* _TEXT FOR ANALYSIS_:
A River in Darkness Summary and Review

by Masaji Ishikawa

Has A River in Darkness by Masaji Ishikawa been sitting on your reading list? Pick up the key ideas in the book with this quick summary.

North Korea is in the headlines a lot these days. In its dealings with other nations, it puts on a show of force. Militaristic and menacing, it rattles its expensive nuclear saber at anyone and everyone that crosses its path.

But what’s it really like inside the notorious hermit kingdom?

Outsiders rarely scratch the surface of everyday life in the self-proclaimed workers’ state. Visitors are closely monitored and only shown what the regime wants them to see. And “tour guides” are always on hand to make sure embarrassing pictures never make it out of the country.  

That leaves the courageous North Koreans who’ve managed to escape the clutches of the totalitarian state.

Masaji Ishikawa is one of the few men and women who have attempted the perilous border crossing into China and lived to tell the tale. A River in Darkness is his harrowing memoir of growing up in North Korea. Peeling back the propaganda, he gives us a glimpse of the horrors and hardships that define life in one of the world’s most brutal dictatorships.

In this summary of A River in Darkness by Masaji Ishikawa, you’ll learn

  • why thousands of Koreans left Japan to build a new life in North Korea;
  • what it’s like to go to school in a totalitarian state; and
  • about Ishikawa’s perilous journey to freedom.

A River in Darkness Key Idea #1: Ishikawa’s family were promised a better life in North Korea, but they were cruelly persecuted.

* _MATERIAL PROVIDED_:
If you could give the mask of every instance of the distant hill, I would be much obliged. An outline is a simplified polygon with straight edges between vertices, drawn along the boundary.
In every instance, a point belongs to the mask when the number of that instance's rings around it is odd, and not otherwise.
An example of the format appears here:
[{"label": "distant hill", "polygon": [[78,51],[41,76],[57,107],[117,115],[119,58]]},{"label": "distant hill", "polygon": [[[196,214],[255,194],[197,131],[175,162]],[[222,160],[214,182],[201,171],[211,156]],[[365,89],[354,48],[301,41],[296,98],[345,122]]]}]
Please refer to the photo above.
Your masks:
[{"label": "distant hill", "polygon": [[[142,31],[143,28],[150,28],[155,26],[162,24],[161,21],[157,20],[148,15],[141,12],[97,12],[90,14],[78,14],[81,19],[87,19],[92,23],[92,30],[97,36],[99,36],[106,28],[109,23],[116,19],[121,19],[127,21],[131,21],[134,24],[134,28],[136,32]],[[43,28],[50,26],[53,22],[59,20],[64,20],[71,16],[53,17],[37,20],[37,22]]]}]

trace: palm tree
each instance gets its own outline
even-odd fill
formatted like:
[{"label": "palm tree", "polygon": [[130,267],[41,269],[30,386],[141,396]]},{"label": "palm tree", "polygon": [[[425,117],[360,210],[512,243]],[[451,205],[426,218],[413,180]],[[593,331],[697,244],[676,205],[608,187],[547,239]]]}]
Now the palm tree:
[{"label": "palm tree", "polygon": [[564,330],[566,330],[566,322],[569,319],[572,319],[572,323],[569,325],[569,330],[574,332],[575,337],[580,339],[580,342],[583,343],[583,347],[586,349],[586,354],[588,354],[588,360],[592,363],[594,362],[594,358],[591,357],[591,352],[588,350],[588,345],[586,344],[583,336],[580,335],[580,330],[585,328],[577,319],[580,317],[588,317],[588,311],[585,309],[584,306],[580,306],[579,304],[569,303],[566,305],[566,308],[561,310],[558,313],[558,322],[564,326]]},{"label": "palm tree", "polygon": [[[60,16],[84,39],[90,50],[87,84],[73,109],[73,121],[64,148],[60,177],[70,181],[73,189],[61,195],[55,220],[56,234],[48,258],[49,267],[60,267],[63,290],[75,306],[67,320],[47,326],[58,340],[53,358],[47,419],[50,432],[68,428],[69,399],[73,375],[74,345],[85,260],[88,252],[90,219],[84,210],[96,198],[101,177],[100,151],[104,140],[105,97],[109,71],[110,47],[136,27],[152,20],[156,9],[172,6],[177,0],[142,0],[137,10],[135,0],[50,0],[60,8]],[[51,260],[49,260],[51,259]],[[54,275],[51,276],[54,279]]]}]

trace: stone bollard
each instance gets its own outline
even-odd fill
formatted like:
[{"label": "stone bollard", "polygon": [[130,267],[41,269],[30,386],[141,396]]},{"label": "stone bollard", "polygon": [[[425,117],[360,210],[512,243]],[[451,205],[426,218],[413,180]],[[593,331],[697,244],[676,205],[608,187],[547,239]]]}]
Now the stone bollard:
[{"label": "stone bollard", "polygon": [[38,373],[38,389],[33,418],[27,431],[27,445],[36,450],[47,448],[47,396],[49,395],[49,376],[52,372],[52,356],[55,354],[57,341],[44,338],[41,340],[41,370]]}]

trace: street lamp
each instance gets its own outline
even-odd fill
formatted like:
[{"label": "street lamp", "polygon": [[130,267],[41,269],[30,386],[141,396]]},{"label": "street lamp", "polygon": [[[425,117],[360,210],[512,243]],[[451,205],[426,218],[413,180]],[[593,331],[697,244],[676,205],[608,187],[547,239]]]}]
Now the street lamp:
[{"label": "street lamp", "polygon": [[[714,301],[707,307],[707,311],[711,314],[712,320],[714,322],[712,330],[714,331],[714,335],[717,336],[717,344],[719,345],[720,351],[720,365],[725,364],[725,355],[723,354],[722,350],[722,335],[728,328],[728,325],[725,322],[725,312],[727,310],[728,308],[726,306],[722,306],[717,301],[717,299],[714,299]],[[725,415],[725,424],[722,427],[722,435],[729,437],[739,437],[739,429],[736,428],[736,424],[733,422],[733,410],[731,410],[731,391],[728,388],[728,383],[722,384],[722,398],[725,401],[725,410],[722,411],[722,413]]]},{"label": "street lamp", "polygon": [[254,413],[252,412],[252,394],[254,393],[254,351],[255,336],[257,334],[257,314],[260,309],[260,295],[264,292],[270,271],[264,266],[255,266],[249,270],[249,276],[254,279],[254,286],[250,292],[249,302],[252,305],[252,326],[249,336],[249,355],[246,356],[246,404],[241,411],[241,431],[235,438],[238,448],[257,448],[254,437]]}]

* _TASK LIST_:
A - Please translate this sentence from the North Korea memoir summary, which appears above the listing, into Spanish: "Visitors are closely monitored and only shown what the regime wants them to see."
B - In the North Korea memoir summary, into which country did Ishikawa attempt the border crossing?
C - Continue the North Korea memoir summary from its last line, the Key Idea #1 heading.

* _EXERCISE RESULTS_:
A - Los visitantes son vigilados de cerca y solo se les muestra lo que el régimen quiere que vean.

B - China.

C -
Between the late 1950s and mid-1980s, over 100,000 Koreans and 2,000 Japanese citizens left Japan aboard ships bound for North Korea. It’s a remarkable chapter in history. It was the first – and remains the only – time such a large number of people left a capitalist country for a socialist one.

But the emigrants were soon confronted with plenty of evidence that this so-called “paradise on earth” wasn’t all that it’d been cracked up to be.

The first sign came when they docked. The arrivals – Ishikawa’s family among them – were shocked at how poorly attired the North Koreans helping unload the ship were. Their clothes suggested that the locals were poorer than they’d ever been in Japan.

Their first meal was another red flag. They were given terrible-smelling dog meat. Hardly anyone in their group managed more than a mouthful.

Ishikawa’s family spent the next week confined in a small, cold room before being assigned to their future home in the village of Dong Chong-ri.

It was a pretty out-of-the-way spot, but the family didn’t have connections in the Korean Workers’ Party or the League of Koreans. Knowing the right people was the only way of securing a residence in the capital of Pyongyang, where the best opportunities could be found.

Things didn’t improve when they arrived in their new home, either. Their neighbors regarded them as Japanese. Discrimination was commonplace.

Take Ishikawa’s first school day. One of his classmates called him a “Japanese bastard” as soon as he entered the classroom. Other students made snide remarks about his fancy watch and bag.

Such items were uncommon in North Korea, and most students usually wrapped their belongings in a cloth that they carried with them. Ishikawa quickly learned to do the same.

But he wasn’t the only family member struggling to fit in. His mother had studied mathematics and worked as a nurse – but this didn’t impress the village’s party officials. They refused to give her a job until she learned Korean.

Not having anything else to do, she wandered the mountains looking for things she could pick and cook later. That helped supplement the meager diet the family could afford on the small salary Ishikawa’s father earned as a farmer.

A River in Darkness Key Idea #2: Ishikawa’s school years were defined by strict obedience, endless propaganda and rigidly enforced social distinctions.

Ishikawa was determined to help improve his family’s lot. If he studied hard, he thought, he’d be able to attend university. That would put them all on the path to a better life.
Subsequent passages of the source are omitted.